--- Problem to work on ---
Write the records out exactly as shown. No pictures.

--- Record set ---
────────────────────────────────────────

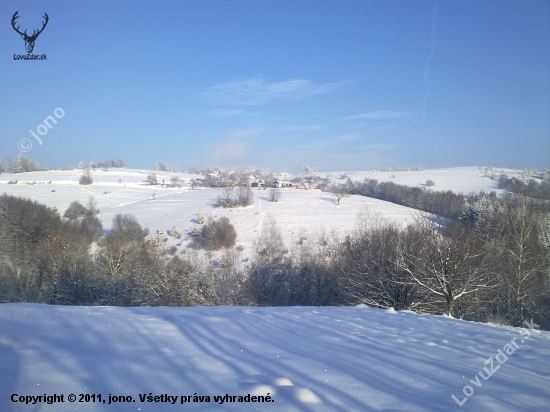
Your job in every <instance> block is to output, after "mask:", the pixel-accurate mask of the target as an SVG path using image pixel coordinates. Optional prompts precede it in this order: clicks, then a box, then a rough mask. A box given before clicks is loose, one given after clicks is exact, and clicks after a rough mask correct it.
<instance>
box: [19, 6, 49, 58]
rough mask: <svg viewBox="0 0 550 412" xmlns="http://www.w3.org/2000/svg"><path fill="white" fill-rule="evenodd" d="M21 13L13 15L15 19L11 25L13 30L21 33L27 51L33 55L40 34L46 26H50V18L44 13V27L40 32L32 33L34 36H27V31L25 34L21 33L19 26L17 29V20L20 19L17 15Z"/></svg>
mask: <svg viewBox="0 0 550 412" xmlns="http://www.w3.org/2000/svg"><path fill="white" fill-rule="evenodd" d="M18 13H19V10H17V11H16V12H15V13H14V14H13V17H12V18H11V25H12V27H13V29H14V30H15V31H16V32H17V33H19V34H20V35H21V38H22V39H23V40H25V48H26V49H27V53H32V51H33V50H34V42H35V41H36V38H37V37H38V35H39V34H40V33H42V31H43V30H44V28H45V27H46V25H47V24H48V20H49V19H50V18H49V17H48V15H47V14H46V13H44V18H45V19H46V21H45V22H44V23H43V26H42V28H41V29H40V30H38V32H37V31H36V30H34V31H33V33H32V36H29V35H28V34H27V30H25V32H24V33H21V32H20V31H19V27H20V26H17V27H15V20H17V18H18V17H19V16H18V15H17V14H18Z"/></svg>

────────────────────────────────────────

--- Your solution ---
Your job in every <instance> block is to output, after "mask:", the pixel-accurate mask of the target as an SVG path using image pixel coordinates. Optional prompts precede it in this order: clicks, then a box, then a rough mask. A box given before clicks is loose, one given after clicks is exact, and clicks after a rough mask correct it.
<instance>
box: [19, 6, 49, 58]
rough mask: <svg viewBox="0 0 550 412" xmlns="http://www.w3.org/2000/svg"><path fill="white" fill-rule="evenodd" d="M21 13L13 15L15 19L11 25L13 30L21 33L27 51L33 55L40 34L46 26H50V18L44 13V27L40 32L32 33L34 36H27V31L25 34L21 33L19 26L17 29V20L20 19L17 15Z"/></svg>
mask: <svg viewBox="0 0 550 412" xmlns="http://www.w3.org/2000/svg"><path fill="white" fill-rule="evenodd" d="M18 13H19V10H17V11H16V12H15V13H14V14H13V17H12V18H11V25H12V27H13V29H14V30H15V31H16V32H17V33H19V34H20V35H21V38H22V39H23V40H25V48H26V49H27V53H32V51H33V50H34V42H35V41H36V38H37V37H38V35H39V34H40V33H42V31H43V30H44V28H45V27H46V25H47V24H48V20H49V19H50V18H49V17H48V15H47V14H46V13H44V18H45V19H46V21H45V22H44V23H43V26H42V28H41V29H40V30H38V32H37V31H36V30H34V31H33V33H32V36H29V35H28V34H27V30H25V32H24V33H21V32H20V31H19V27H20V26H17V27H15V20H17V18H18V17H19V16H18V15H17V14H18Z"/></svg>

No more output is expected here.